■ Picture shape labeling items ■

------------------------------------------------

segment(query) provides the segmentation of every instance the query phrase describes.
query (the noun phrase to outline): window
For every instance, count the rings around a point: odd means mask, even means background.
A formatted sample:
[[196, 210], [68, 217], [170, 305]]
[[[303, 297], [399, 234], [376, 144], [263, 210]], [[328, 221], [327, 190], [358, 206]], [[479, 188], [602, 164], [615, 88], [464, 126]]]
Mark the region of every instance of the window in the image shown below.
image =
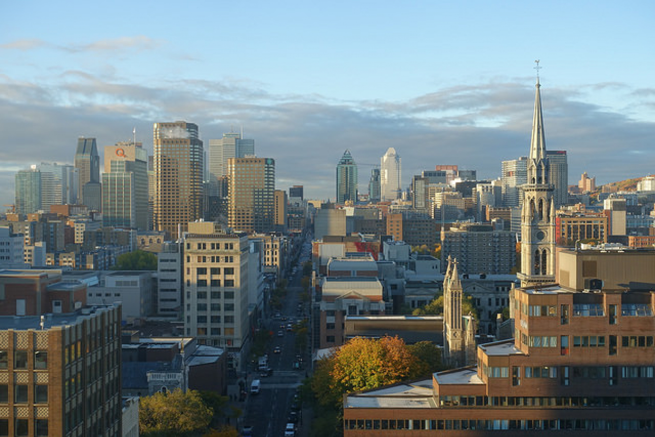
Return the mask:
[[48, 352], [47, 351], [34, 351], [34, 368], [39, 370], [48, 368]]
[[14, 423], [14, 435], [16, 437], [27, 436], [29, 430], [27, 419], [16, 419]]
[[14, 368], [27, 369], [28, 368], [28, 351], [14, 351]]
[[37, 384], [34, 386], [34, 402], [37, 404], [48, 402], [48, 386]]
[[48, 419], [37, 419], [34, 421], [34, 430], [37, 437], [45, 437], [48, 435]]
[[14, 402], [16, 404], [28, 402], [28, 386], [16, 385], [14, 386]]

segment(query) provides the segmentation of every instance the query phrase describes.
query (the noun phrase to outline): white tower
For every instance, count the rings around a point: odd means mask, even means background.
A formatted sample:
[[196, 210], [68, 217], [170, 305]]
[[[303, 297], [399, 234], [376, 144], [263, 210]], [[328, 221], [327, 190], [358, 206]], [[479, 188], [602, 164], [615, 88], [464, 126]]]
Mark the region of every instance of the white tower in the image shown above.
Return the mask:
[[389, 147], [380, 159], [380, 194], [383, 200], [395, 200], [401, 197], [400, 156]]

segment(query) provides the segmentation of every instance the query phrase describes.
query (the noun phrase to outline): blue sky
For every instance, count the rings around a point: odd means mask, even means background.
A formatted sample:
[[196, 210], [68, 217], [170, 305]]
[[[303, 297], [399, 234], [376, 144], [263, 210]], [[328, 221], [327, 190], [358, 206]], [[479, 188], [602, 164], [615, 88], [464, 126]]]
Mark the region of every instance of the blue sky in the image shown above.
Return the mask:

------------------------------------------------

■ TASK INSTRUCTIONS ■
Retype the records, starting at the very beginning and ending at the line that contains "385], [14, 386]]", with both ends included. Leave the pictures out.

■ ANSWER TO THIS TASK ■
segment(query) provides the segmentation of every instance the query phrase describes.
query (the noun phrase to outline): window
For every instance, count the rings around a point: odd means mask, even means background.
A formatted sample:
[[196, 210], [68, 217], [170, 305]]
[[[303, 297], [399, 234], [376, 144], [263, 210]], [[328, 221], [327, 190], [358, 206]], [[479, 188], [602, 164], [615, 88], [464, 126]]]
Mark the region of every instance of the window in the image shown below.
image =
Return the mask:
[[48, 352], [47, 351], [34, 351], [34, 368], [39, 370], [48, 368]]
[[14, 423], [14, 435], [16, 437], [27, 436], [29, 430], [27, 419], [16, 419]]
[[14, 368], [27, 369], [28, 368], [28, 351], [14, 351]]
[[37, 384], [34, 386], [34, 402], [37, 404], [48, 402], [48, 386]]
[[48, 419], [37, 419], [34, 421], [34, 430], [37, 437], [45, 437], [48, 435]]
[[14, 402], [16, 404], [28, 402], [28, 386], [16, 385], [14, 386]]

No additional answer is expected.